## TAREA ESCRITA 1
Imprime textualmente el fragmento del artículo sobre el alumno de Bergoglio y Borges comprendido entre "25 Marzo 2018" y "Esther de Miguel.", ambos incluidos.
## TAREA ESCRITA 2
Responde con base en el artículo sobre el alumno de Bergoglio y Borges:
(a) ¿En qué año cursaba Jorge Milia el quinto año del colegio?
(b) ¿Qué edad tenía entonces Jorge Bergoglio?
(c) ¿Qué apodo le daban sus alumnos a Bergoglio al principio?
## TAREA ESCRITA 3
¿Podrías seguir redactando el artículo sobre el alumno de Bergoglio y Borges a partir de su última oración?

## ARTÍCULO
____________________

El alumno de Bergoglio y Borges

El alumno de Bergoglio y Borges

Esta es la historia de tres Jorges. El primero, Jorge Milia, en 1965 era alumno de quinto año del colegio jesuita. La Inmaculada Concepción, la más antigua institución escolar de la Argentina. Ya desde cuarto año, Milia y sus compañeros de curso tenían como profesor de Literatura a Jorge Bergoglio, en ese entonces un joven religioso de 27 años que todavía no se había ordenado sacerdote

25 Marzo 2018

El primer año estuvo dedicado a las letras españolas. De Gonzalo de Berceo, Quevedo y Fernando de Rojas a García Lorca y Antonio Machado. Luego le llegaría el turno a los autores argentinos. Pero el profesor “Carucha”-ese era el apodo con que lo designaban en los comienzos sus alumnos por su semblante juvenil- atraería la atención de los estudiantes invitando a las clases a los escritores cuyas obras leían. Así los chicos pudieron escuchar y debatir con María Esther Vázquez o María Esther de Miguel.

____________________

## FILAS DE DATOS
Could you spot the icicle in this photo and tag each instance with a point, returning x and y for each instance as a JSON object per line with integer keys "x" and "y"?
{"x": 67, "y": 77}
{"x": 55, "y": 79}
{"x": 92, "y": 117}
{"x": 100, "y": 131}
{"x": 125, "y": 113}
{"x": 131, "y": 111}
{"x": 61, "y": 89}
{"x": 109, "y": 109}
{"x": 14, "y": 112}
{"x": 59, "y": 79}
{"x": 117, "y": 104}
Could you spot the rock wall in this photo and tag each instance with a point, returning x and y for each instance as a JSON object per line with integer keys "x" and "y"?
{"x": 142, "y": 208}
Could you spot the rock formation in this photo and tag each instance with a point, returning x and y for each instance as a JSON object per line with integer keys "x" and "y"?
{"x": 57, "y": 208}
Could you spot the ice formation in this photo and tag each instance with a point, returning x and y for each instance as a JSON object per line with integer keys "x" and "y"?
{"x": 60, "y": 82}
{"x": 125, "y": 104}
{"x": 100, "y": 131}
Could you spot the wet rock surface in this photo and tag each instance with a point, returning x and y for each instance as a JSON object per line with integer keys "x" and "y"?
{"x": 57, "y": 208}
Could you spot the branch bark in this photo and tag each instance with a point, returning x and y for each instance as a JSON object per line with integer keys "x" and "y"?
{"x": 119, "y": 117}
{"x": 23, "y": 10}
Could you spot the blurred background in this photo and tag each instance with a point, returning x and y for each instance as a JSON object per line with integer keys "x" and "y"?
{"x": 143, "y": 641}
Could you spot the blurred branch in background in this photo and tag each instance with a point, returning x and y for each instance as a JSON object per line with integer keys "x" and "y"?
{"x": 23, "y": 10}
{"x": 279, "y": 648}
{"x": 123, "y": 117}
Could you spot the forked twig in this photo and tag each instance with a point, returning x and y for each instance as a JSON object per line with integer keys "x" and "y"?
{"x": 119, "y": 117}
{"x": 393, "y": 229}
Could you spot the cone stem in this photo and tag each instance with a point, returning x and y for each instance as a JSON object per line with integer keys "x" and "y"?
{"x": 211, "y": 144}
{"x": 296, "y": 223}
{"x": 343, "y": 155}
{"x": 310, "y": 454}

____________________

## RESPUESTA 1
25 Marzo 2018

El primer año estuvo dedicado a las letras españolas. De Gonzalo de Berceo, Quevedo y Fernando de Rojas a García Lorca y Antonio Machado. Luego le llegaría el turno a los autores argentinos. Pero el profesor “Carucha”-ese era el apodo con que lo designaban en los comienzos sus alumnos por su semblante juvenil- atraería la atención de los estudiantes invitando a las clases a los escritores cuyas obras leían. Así los chicos pudieron escuchar y debatir con María Esther Vázquez o María Esther de Miguel.

## RESPUESTA 2
(a) En 1965.
(b) 27 años.
(c) "Carucha".

## RESPUESTA 3
Un día Bergoglio apareció con Borges. El autor de El Aleph todavía no estaba completamente ciego. Distinguía, entre otras cosas, los números de su reloj de bolsillo pero solo acercándolo a escasos centímetros de su ojo derecho. “Señor Borges, lo suyo es casi un reloj de contacto”, le dijo un irreverente Milia desatando el nerviosismo de Bergoglio y las risas parcialmente contenidas de sus compañeros. “¡Qué interesante! ¡Una tortura sublime! -le contestó Borges-; piénselo así: un hombre al que le ponen un reloj adentro del ojo. Un reloj que ve aún cuando cierra el párpado y así, en la vigilia como en el sueño, el hombre sigue viendo pasar una tras otra las horas de su vida. Consciente de aquel adagio latino de ‘una est ultima’. Piense en la desesperación, en esa marca de tiempo que se va y no se puede quitar. ¡Tiene que escribir ese cuento!”.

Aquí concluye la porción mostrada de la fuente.